┏━━

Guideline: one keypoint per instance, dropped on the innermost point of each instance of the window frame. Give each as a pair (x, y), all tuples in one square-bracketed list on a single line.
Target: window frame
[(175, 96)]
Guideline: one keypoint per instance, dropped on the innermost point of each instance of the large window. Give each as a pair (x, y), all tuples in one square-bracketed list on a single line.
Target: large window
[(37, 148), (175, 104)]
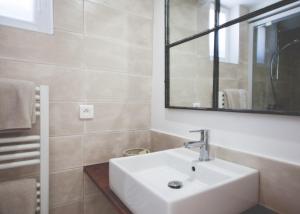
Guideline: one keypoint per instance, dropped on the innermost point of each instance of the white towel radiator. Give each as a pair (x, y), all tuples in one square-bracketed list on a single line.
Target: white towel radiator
[(32, 150)]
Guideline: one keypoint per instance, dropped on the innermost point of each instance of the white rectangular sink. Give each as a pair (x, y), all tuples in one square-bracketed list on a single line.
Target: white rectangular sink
[(215, 187)]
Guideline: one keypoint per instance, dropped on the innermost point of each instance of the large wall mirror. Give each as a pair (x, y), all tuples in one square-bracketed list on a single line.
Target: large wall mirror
[(233, 55)]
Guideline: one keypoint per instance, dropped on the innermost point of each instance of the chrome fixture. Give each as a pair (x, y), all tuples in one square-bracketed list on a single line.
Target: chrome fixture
[(202, 144)]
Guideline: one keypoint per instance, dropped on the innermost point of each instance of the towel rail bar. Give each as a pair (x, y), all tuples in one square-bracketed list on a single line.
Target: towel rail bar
[(20, 139), (39, 144), (19, 164), (19, 156), (19, 147)]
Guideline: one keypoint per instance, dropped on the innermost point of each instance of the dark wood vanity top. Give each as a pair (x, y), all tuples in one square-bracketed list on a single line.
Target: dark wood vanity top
[(99, 174)]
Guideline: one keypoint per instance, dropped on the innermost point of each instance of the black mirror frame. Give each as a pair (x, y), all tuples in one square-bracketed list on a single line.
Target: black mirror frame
[(216, 29)]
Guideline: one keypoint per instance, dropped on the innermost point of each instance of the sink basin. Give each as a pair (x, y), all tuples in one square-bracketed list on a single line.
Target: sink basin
[(213, 187)]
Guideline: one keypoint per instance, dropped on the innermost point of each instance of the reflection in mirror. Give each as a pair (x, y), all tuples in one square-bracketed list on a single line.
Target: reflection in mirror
[(233, 9), (263, 73), (191, 74), (189, 17)]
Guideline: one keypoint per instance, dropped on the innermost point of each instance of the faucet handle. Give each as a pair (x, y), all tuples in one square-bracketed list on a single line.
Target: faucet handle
[(203, 133)]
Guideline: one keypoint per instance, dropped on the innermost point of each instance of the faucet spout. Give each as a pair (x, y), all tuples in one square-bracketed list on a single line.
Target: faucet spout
[(202, 144)]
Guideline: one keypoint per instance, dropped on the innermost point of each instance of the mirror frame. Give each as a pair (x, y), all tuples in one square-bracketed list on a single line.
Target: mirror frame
[(216, 29)]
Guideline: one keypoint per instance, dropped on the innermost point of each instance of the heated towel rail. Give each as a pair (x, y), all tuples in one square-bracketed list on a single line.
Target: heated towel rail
[(32, 150)]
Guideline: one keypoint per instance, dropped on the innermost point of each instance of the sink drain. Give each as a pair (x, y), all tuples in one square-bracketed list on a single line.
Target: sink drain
[(175, 184)]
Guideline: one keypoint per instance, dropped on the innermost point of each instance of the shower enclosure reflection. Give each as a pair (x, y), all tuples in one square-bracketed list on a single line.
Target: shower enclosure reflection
[(258, 68), (276, 65)]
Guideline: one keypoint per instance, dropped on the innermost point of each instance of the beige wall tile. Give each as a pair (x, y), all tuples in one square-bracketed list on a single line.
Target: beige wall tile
[(97, 204), (161, 141), (73, 208), (65, 153), (119, 116), (104, 21), (141, 8), (68, 15), (100, 54), (89, 187), (66, 187), (65, 84), (117, 86), (101, 147), (66, 119), (139, 31), (279, 182), (61, 48)]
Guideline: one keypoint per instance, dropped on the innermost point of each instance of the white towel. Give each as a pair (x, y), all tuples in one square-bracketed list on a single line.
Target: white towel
[(17, 104), (235, 98), (18, 197)]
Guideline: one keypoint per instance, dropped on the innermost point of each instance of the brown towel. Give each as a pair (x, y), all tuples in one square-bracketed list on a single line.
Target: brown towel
[(235, 98), (17, 104), (18, 197)]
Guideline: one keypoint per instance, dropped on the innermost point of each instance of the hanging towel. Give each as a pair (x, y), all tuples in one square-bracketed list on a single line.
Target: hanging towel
[(235, 98), (18, 197), (17, 104)]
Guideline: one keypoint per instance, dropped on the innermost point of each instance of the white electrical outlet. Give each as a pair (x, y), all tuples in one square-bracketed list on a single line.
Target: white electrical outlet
[(86, 111)]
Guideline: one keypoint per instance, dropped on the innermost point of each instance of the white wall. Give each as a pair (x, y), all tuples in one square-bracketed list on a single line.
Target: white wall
[(272, 136)]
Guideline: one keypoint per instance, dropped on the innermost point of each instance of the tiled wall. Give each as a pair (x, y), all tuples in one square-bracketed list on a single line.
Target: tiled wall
[(279, 181), (101, 54)]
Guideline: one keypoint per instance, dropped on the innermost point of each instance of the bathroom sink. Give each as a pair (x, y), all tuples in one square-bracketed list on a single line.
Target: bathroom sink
[(212, 187)]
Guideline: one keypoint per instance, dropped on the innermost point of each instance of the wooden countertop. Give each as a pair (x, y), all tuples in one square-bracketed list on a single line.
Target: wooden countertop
[(99, 174)]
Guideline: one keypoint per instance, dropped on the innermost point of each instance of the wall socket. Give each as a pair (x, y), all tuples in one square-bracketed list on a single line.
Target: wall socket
[(86, 111)]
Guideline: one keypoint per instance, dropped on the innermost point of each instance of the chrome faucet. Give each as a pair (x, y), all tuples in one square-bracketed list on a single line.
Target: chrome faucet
[(202, 144)]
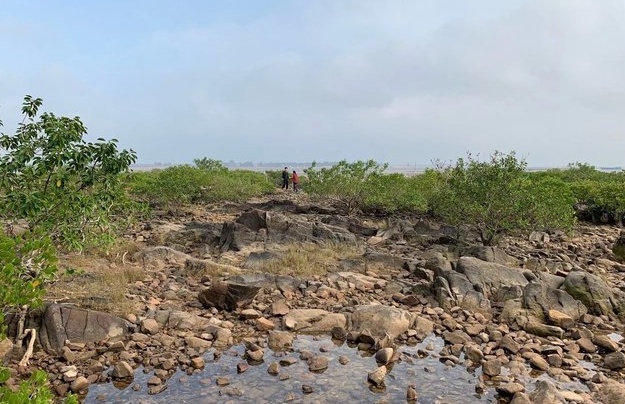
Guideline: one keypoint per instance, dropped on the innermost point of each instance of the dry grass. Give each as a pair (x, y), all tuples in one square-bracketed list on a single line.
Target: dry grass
[(95, 283), (306, 259)]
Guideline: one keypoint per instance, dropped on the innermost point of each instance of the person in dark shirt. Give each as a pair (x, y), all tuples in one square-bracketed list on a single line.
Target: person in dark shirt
[(295, 181), (285, 178)]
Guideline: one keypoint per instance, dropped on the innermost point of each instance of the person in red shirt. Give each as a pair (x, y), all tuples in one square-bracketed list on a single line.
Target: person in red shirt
[(295, 181)]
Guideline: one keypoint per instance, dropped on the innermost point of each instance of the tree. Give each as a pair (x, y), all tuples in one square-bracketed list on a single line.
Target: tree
[(57, 182), (345, 183), (497, 197)]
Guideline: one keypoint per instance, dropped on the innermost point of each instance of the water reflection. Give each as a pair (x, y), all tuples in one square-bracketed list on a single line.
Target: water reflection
[(434, 382)]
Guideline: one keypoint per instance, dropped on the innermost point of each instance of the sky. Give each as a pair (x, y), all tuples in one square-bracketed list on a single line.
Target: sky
[(405, 82)]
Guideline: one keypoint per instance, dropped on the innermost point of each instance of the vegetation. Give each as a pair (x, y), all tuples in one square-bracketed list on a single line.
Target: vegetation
[(35, 390), (56, 190), (498, 197), (60, 184), (208, 182)]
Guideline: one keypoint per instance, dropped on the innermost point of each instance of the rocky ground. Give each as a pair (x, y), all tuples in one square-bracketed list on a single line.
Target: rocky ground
[(544, 305)]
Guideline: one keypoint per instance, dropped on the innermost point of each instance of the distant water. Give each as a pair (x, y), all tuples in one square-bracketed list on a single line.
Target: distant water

┗━━

• **YOUR OBJECTIVE**
Wherever a line in the data above holds the word "distant", copy that line.

• **RESULT**
Guideline: one keypoint per instance, dropped on the innermost point of each instance of the distant water. Give each as a pair (x, y), all tuples in one square-bracketed list on a single line.
Target: distant water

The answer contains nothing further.